§ TASK ITEM:
The expected response is the full set of records, unchanged.

§ INFORMATION GIVEN:

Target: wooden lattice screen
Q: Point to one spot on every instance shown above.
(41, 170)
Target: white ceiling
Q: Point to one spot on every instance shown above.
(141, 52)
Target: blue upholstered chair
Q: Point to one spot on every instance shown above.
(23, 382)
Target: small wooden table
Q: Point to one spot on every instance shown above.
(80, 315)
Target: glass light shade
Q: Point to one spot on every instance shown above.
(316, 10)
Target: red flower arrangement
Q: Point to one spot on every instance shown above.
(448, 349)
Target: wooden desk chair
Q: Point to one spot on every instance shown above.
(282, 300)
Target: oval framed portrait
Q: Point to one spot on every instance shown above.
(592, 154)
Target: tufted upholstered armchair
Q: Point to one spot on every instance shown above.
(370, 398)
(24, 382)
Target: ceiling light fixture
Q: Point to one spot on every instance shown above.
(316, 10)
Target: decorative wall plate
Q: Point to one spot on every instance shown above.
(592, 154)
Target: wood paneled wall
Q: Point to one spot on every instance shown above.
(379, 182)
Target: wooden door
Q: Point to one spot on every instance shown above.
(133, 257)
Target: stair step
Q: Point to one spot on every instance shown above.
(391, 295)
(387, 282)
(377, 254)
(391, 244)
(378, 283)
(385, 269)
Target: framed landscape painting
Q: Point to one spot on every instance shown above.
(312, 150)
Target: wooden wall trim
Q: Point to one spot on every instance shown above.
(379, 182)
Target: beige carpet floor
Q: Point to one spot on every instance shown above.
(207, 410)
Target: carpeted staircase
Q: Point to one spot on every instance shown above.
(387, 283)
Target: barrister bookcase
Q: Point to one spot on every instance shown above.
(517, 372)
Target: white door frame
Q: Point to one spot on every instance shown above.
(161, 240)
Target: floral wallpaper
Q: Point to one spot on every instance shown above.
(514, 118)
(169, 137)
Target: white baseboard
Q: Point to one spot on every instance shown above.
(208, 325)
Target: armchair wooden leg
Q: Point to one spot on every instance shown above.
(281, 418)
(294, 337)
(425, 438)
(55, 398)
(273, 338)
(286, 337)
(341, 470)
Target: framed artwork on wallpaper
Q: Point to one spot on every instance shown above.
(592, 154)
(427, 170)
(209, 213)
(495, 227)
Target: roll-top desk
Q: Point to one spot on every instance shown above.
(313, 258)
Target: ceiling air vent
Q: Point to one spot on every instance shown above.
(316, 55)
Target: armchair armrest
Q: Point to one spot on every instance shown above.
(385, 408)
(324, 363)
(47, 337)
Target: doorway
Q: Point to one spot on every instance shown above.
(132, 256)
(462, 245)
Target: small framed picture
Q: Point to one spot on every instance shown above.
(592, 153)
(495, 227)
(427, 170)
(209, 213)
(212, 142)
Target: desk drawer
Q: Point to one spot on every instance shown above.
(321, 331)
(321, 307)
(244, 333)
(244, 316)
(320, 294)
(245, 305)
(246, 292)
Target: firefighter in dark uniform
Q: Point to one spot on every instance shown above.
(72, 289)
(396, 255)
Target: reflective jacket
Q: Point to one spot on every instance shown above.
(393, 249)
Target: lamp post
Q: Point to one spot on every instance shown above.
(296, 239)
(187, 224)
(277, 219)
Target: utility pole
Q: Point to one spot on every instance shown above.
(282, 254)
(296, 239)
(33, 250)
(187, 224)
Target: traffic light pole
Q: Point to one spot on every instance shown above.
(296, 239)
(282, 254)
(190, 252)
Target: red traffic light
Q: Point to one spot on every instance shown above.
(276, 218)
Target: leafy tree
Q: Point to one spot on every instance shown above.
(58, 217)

§ TASK ANSWER:
Target: wooden lattice screen
Q: Point to one spot on every instance shown above.
(41, 170)
Target: white ceiling
Q: Point to one spot on every instance shown above.
(141, 52)
Target: blue upholstered chair
Q: Point to one spot on every instance shown above.
(23, 382)
Target: small wooden table
Q: Point to one spot on every instance shown above.
(80, 315)
Target: glass light shade
Q: Point to one spot on every instance shown above.
(316, 10)
Target: red flower arrangement
Q: Point to one spot on every instance shown above.
(448, 349)
Target: wooden desk chair
Q: Point to one spot on every instance shown above.
(282, 300)
Target: oval framed portrait
Q: Point to one spot on every instance shown above.
(592, 154)
Target: tufted upholstered armchair
Q: Point to one spot on every instance shown above.
(370, 398)
(24, 382)
Target: ceiling light fixture
Q: Point to one spot on every instance shown above.
(316, 10)
Target: decorative wall plate
Q: Point to one spot on every instance shown above.
(592, 154)
Target: wood paneled wall
Q: Point to one spot on every instance shown above.
(379, 182)
Target: wooden door
Q: Point to one spot on every instance shown above.
(133, 257)
Target: stair step
Q: Point to one spot on every instance shown above.
(391, 295)
(387, 282)
(377, 254)
(391, 244)
(378, 283)
(385, 269)
Target: framed landscape painting
Q: Point to one spot on every instance shown above.
(312, 150)
Target: wooden wall trim
Q: Point to one spot on every instance shown above.
(379, 182)
Target: beige carpet floor
Q: Point to one spot on every instance shown above.
(207, 410)
Target: carpeted staircase
Q: Point to one spot on every instance shown above.
(387, 283)
Target: barrister bookcase
Q: Point to one spot on every instance shown above.
(517, 372)
Target: white door frame
Q: Point to one spot on every instance shown above.
(161, 240)
Target: floral wallpaper
Q: Point to one spot on every instance shown above.
(514, 118)
(169, 137)
Target: white baseboard
Q: Point to one spot on every instance shown above.
(208, 325)
Target: armchair wooden leg
Q: Point to one spot on every instance shown above.
(281, 418)
(294, 337)
(425, 438)
(55, 398)
(273, 338)
(286, 337)
(341, 470)
Target: framed artwork on wallpaper
Q: Point to one spot on every instance shown above.
(592, 154)
(427, 170)
(209, 213)
(495, 227)
Target: roll-top desk
Q: Point to one spot on every instance shown above.
(313, 258)
Target: ceiling air vent
Q: Point to one spot on every instance shown above.
(316, 55)
Target: armchair armrest
Q: Point to one spot on every instance shown above.
(385, 408)
(324, 363)
(47, 337)
Target: doorway
Q: Point to one spot on every instance shown above.
(132, 256)
(462, 245)
Target: small framed picture
Q: Point to one spot on every instance shown above.
(592, 153)
(495, 227)
(427, 170)
(209, 213)
(212, 142)
Target: desk drawer
Q: Point to one spot on every instance shown above.
(321, 331)
(321, 307)
(244, 333)
(244, 316)
(320, 294)
(245, 305)
(246, 292)
Target: firefighter in dark uniform
Q: Point to one spot on every instance shown above.
(72, 289)
(396, 255)
Target: reflective jacket
Q: Point to one spot on every instance shown above.
(393, 249)
Target: lamp post
Q: Point to one spot on every instance shown above.
(296, 239)
(187, 224)
(277, 219)
Target: utility pole
Q: Point to one spot on every instance shown above.
(282, 254)
(296, 239)
(33, 250)
(187, 224)
Target: traffic light pole
Q: Point to one spot on every instance shown above.
(296, 239)
(282, 254)
(190, 252)
Target: red traffic light
Q: Point to one spot on every instance shown above.
(276, 218)
Target: leafy tree
Q: Point to one spot on every instance shown above.
(58, 217)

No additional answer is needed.